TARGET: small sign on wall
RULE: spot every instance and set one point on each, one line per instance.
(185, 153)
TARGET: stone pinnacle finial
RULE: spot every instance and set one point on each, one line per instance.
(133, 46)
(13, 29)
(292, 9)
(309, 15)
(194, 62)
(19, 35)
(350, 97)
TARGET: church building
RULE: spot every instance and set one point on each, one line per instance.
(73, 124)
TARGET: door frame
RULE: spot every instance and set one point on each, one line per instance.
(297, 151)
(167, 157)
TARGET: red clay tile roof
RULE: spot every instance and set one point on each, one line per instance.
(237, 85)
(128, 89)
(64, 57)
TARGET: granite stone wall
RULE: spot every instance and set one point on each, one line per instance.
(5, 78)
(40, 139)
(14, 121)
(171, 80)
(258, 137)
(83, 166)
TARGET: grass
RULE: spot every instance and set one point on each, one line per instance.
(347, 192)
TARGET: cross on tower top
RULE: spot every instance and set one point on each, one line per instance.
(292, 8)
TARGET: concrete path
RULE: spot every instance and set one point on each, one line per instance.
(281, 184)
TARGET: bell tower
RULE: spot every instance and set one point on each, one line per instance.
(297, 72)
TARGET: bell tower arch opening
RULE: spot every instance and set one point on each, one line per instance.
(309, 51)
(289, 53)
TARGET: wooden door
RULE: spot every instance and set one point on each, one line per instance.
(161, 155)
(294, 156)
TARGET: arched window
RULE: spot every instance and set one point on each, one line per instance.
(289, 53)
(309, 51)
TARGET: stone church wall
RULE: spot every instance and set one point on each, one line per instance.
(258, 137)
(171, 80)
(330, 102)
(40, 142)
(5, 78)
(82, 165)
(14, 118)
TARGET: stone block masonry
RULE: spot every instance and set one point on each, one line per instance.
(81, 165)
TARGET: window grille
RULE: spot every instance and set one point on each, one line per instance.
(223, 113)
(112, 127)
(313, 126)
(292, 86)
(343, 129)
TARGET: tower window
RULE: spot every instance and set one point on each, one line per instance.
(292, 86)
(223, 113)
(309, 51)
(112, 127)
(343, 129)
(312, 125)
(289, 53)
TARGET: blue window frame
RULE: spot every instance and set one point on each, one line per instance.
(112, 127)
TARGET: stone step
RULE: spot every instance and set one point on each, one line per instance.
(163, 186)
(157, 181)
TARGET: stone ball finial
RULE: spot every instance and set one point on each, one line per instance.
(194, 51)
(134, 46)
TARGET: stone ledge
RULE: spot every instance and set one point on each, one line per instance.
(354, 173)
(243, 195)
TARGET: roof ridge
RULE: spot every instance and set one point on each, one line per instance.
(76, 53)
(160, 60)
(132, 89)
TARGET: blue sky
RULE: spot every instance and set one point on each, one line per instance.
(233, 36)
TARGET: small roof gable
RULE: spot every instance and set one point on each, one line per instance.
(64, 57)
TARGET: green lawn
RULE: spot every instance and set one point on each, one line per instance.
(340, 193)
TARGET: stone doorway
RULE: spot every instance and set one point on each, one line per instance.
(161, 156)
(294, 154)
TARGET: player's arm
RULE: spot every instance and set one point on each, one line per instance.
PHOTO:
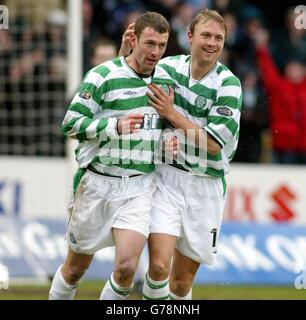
(126, 48)
(80, 122)
(164, 104)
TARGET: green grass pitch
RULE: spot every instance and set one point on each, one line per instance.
(90, 290)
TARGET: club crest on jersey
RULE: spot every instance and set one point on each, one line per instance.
(72, 238)
(200, 102)
(85, 95)
(225, 111)
(166, 89)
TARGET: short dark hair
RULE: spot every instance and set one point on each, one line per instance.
(207, 14)
(153, 20)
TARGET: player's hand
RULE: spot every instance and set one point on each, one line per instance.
(171, 146)
(161, 101)
(126, 47)
(129, 124)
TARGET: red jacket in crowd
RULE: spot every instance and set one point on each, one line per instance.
(287, 105)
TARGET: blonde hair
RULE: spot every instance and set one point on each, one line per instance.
(153, 20)
(207, 14)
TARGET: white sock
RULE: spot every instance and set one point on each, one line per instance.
(155, 290)
(112, 291)
(60, 289)
(187, 297)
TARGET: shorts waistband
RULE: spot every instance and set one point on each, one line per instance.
(178, 167)
(91, 168)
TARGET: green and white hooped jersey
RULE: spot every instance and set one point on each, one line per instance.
(109, 92)
(213, 103)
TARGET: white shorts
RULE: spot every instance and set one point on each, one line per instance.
(191, 208)
(102, 203)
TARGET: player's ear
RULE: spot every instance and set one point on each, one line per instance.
(133, 40)
(190, 36)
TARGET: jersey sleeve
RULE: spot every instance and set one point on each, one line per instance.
(80, 122)
(224, 114)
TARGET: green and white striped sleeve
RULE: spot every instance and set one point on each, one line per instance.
(224, 115)
(80, 122)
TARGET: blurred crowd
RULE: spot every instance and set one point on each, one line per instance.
(264, 48)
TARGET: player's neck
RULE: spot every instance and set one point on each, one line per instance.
(133, 64)
(199, 69)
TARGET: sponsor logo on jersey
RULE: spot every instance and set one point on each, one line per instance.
(225, 111)
(129, 93)
(85, 95)
(200, 102)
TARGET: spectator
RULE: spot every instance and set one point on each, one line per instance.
(287, 103)
(253, 119)
(102, 50)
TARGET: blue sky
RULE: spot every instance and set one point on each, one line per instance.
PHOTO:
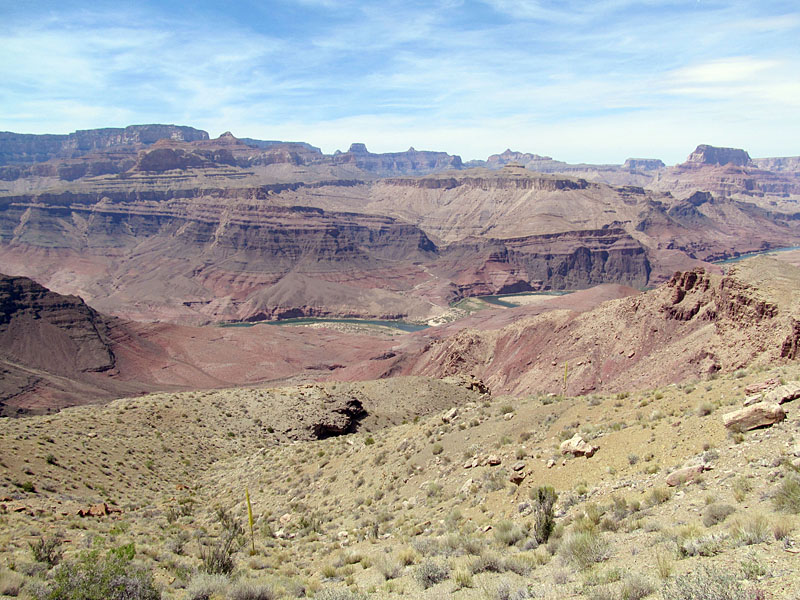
(580, 81)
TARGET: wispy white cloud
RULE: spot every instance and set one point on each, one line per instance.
(577, 80)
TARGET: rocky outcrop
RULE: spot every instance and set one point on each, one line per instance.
(568, 260)
(45, 330)
(713, 155)
(20, 148)
(643, 164)
(789, 164)
(762, 414)
(783, 393)
(686, 475)
(338, 416)
(577, 446)
(410, 162)
(45, 336)
(693, 326)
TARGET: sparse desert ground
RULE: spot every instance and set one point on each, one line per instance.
(411, 506)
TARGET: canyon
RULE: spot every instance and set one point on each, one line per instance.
(193, 230)
(143, 237)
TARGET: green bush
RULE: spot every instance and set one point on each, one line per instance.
(218, 559)
(508, 533)
(47, 550)
(95, 577)
(252, 591)
(716, 513)
(583, 549)
(707, 585)
(544, 498)
(430, 573)
(339, 594)
(787, 498)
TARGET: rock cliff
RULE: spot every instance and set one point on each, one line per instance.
(19, 148)
(713, 155)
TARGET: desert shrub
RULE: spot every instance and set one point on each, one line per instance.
(462, 579)
(252, 591)
(47, 550)
(544, 498)
(508, 591)
(782, 527)
(407, 556)
(11, 583)
(204, 586)
(218, 559)
(473, 545)
(488, 563)
(339, 594)
(705, 409)
(430, 573)
(707, 585)
(741, 487)
(716, 513)
(663, 566)
(658, 496)
(390, 569)
(636, 587)
(751, 530)
(752, 568)
(584, 548)
(708, 545)
(508, 533)
(787, 498)
(95, 577)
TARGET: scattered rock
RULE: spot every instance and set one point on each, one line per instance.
(686, 474)
(784, 393)
(340, 415)
(98, 510)
(450, 415)
(752, 399)
(757, 415)
(577, 446)
(768, 384)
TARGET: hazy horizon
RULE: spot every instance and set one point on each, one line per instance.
(594, 82)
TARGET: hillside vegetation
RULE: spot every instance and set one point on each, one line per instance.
(452, 503)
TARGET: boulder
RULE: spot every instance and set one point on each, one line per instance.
(577, 446)
(763, 386)
(98, 510)
(762, 414)
(784, 393)
(752, 399)
(450, 415)
(517, 477)
(686, 475)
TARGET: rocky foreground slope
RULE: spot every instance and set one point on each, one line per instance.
(482, 499)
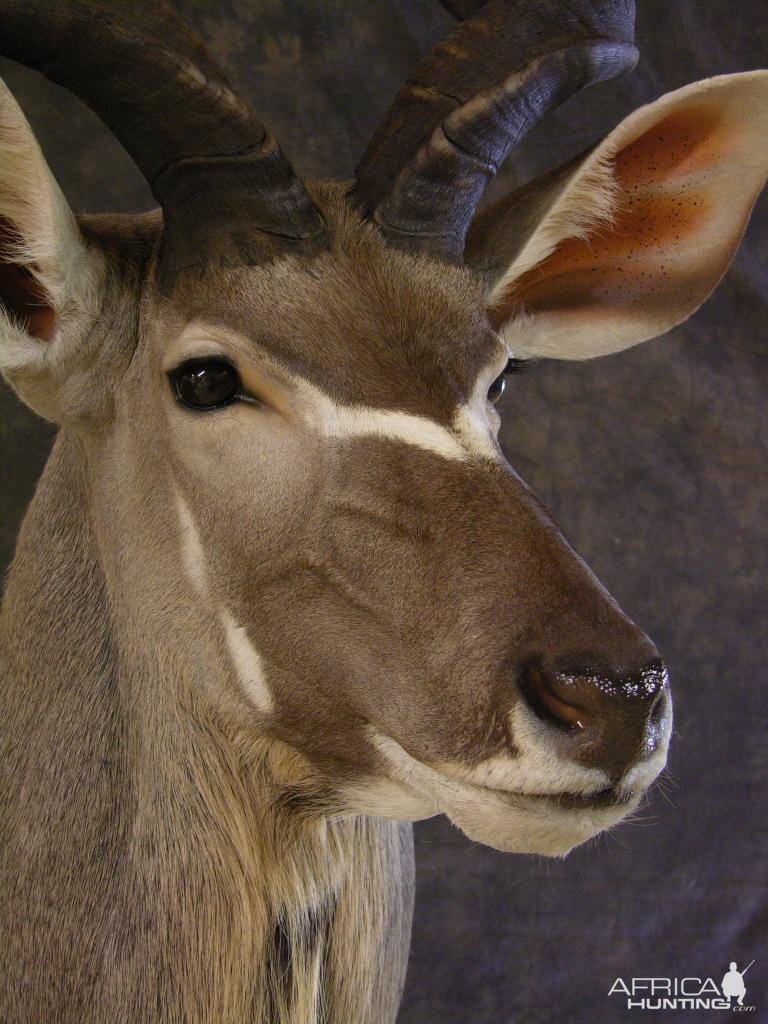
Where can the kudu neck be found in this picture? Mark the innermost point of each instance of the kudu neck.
(162, 821)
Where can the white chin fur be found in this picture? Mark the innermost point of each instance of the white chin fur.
(505, 821)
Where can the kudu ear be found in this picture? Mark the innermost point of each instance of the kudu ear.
(623, 244)
(49, 275)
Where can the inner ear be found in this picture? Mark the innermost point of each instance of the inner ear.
(22, 295)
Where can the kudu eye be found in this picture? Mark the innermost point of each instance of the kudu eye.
(205, 384)
(498, 387)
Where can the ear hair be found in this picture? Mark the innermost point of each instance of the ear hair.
(625, 243)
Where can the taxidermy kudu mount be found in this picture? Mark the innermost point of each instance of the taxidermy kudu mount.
(279, 592)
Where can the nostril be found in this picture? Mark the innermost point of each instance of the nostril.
(540, 689)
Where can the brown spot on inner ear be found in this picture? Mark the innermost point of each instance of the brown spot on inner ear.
(24, 298)
(684, 142)
(20, 294)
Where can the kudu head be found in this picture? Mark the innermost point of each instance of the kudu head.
(284, 395)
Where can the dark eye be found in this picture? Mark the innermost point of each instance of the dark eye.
(206, 383)
(497, 388)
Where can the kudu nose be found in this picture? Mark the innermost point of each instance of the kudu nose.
(607, 720)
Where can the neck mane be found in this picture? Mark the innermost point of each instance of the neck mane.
(159, 866)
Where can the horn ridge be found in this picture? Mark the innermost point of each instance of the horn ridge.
(472, 99)
(155, 85)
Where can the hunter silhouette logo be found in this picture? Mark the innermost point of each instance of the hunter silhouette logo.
(690, 992)
(733, 983)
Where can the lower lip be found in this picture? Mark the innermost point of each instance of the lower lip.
(579, 802)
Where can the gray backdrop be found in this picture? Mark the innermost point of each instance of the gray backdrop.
(653, 462)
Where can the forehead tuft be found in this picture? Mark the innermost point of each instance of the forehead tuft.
(366, 322)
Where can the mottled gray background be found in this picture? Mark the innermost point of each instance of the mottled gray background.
(654, 463)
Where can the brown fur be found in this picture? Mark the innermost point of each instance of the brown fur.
(233, 643)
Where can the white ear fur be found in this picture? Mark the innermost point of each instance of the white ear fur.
(45, 240)
(635, 237)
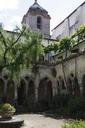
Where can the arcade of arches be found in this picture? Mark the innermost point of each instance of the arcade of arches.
(29, 92)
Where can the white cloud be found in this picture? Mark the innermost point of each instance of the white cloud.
(8, 4)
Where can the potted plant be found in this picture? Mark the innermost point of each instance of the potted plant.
(7, 111)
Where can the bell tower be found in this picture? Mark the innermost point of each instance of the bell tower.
(37, 19)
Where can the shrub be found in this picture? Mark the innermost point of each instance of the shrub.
(6, 107)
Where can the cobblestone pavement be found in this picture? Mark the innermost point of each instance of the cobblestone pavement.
(40, 121)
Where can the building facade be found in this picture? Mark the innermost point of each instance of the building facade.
(68, 26)
(37, 19)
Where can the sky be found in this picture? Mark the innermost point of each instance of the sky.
(12, 11)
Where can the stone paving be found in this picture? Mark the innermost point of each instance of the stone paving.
(40, 121)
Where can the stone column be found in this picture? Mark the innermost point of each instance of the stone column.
(36, 87)
(54, 87)
(36, 94)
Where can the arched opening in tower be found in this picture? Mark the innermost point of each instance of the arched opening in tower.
(22, 93)
(45, 92)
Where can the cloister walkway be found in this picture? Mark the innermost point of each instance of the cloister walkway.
(40, 121)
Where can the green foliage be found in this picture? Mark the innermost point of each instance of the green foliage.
(51, 47)
(65, 44)
(7, 107)
(80, 32)
(74, 124)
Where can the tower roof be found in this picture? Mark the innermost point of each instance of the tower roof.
(37, 9)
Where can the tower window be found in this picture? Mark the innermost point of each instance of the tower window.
(39, 22)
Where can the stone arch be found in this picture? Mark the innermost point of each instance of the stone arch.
(10, 90)
(61, 83)
(31, 92)
(45, 91)
(2, 86)
(22, 92)
(76, 88)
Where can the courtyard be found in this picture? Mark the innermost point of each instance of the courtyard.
(40, 121)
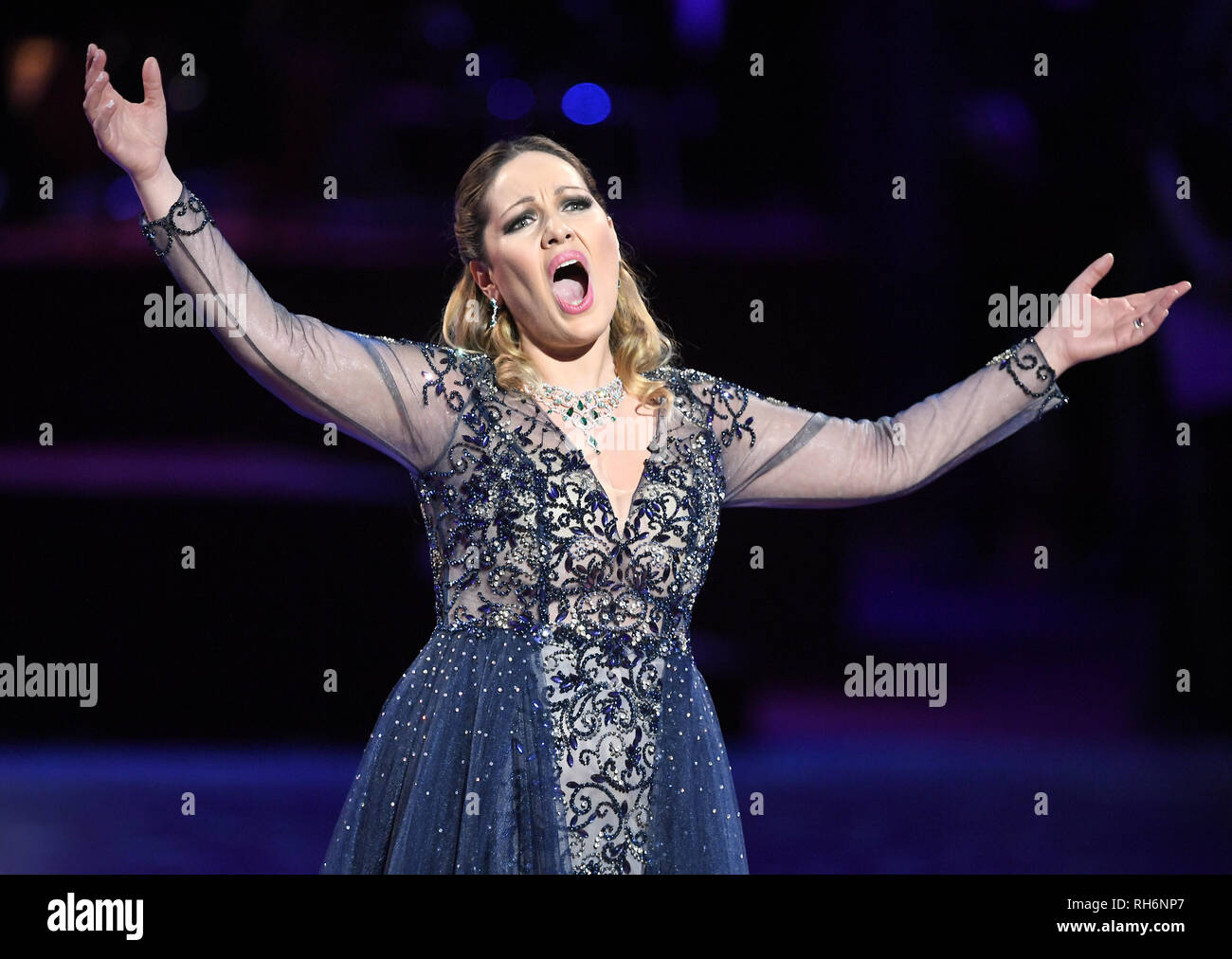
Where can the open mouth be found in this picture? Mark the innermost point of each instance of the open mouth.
(571, 282)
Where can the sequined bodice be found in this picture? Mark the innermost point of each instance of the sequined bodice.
(522, 533)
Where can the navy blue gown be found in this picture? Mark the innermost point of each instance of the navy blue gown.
(554, 721)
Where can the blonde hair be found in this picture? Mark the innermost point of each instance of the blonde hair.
(637, 343)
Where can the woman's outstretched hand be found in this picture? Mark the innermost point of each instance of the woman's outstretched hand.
(132, 135)
(1085, 327)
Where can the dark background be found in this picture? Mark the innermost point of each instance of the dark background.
(734, 188)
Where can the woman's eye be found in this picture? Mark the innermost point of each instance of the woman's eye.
(583, 204)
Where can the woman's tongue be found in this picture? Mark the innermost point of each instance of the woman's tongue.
(568, 290)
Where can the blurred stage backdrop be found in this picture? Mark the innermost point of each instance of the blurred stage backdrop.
(734, 188)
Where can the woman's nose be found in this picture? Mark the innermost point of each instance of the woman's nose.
(553, 229)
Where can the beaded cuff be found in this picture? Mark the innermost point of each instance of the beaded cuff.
(1025, 356)
(161, 232)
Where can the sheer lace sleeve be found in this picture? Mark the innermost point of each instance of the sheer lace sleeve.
(779, 455)
(401, 397)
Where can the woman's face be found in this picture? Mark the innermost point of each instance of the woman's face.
(533, 226)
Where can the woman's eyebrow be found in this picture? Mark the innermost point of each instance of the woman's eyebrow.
(554, 192)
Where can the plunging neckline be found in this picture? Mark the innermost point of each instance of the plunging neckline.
(621, 525)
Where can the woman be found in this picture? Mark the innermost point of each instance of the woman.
(554, 721)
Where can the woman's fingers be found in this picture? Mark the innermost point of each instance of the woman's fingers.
(1092, 275)
(95, 66)
(94, 97)
(152, 81)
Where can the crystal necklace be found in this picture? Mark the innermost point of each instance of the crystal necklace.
(584, 409)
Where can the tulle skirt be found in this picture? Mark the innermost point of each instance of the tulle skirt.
(461, 770)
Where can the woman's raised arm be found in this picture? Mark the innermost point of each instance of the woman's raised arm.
(399, 397)
(779, 455)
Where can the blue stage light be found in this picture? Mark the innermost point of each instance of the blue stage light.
(587, 103)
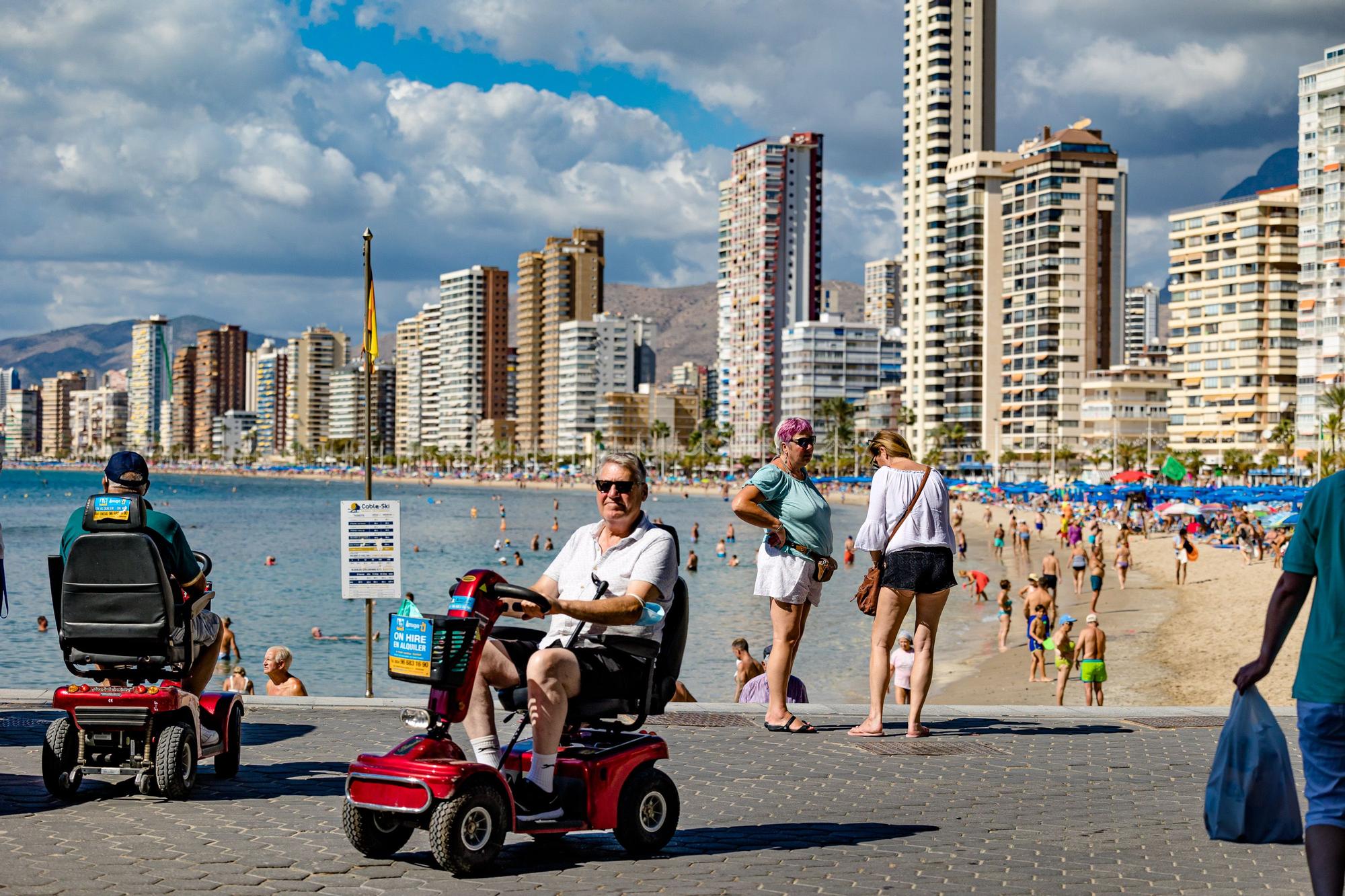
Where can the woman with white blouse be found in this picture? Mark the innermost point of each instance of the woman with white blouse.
(917, 565)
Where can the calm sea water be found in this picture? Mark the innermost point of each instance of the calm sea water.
(240, 521)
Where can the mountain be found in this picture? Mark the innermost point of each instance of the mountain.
(1280, 170)
(688, 317)
(95, 346)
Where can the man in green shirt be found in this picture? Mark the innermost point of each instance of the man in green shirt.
(1317, 551)
(128, 474)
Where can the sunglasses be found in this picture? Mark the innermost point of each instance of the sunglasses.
(623, 486)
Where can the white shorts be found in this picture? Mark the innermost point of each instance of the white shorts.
(786, 577)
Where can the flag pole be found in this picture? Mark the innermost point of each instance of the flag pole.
(369, 454)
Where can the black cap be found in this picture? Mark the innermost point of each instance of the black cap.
(127, 469)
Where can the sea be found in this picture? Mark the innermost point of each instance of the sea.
(239, 521)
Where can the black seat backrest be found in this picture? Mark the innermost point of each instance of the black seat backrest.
(116, 603)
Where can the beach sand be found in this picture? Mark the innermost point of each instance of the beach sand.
(1167, 643)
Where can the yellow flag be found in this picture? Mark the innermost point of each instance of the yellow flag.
(371, 322)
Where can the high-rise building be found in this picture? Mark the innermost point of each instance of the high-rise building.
(474, 353)
(1321, 224)
(1233, 345)
(770, 274)
(182, 405)
(556, 286)
(98, 423)
(973, 318)
(825, 360)
(597, 357)
(882, 292)
(56, 409)
(272, 388)
(348, 407)
(221, 380)
(149, 386)
(949, 108)
(1065, 266)
(24, 423)
(315, 356)
(1140, 323)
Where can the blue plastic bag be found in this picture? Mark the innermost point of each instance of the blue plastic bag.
(1252, 795)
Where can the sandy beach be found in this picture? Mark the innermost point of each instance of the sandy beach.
(1167, 643)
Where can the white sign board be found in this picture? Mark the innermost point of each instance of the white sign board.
(371, 549)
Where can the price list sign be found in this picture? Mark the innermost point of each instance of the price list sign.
(371, 553)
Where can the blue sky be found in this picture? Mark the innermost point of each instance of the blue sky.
(223, 157)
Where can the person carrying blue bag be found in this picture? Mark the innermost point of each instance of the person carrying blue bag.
(1317, 552)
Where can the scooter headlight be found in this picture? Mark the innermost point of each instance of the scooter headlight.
(418, 719)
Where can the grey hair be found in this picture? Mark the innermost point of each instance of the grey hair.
(627, 459)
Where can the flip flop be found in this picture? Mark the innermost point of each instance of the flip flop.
(806, 728)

▶ _What to work on_
Go through the records and show every line with the string "player" in it.

▶ _Written solution_
TARGET: player's arm
TARGET: player's hand
TARGET: player's ear
TARGET: player's neck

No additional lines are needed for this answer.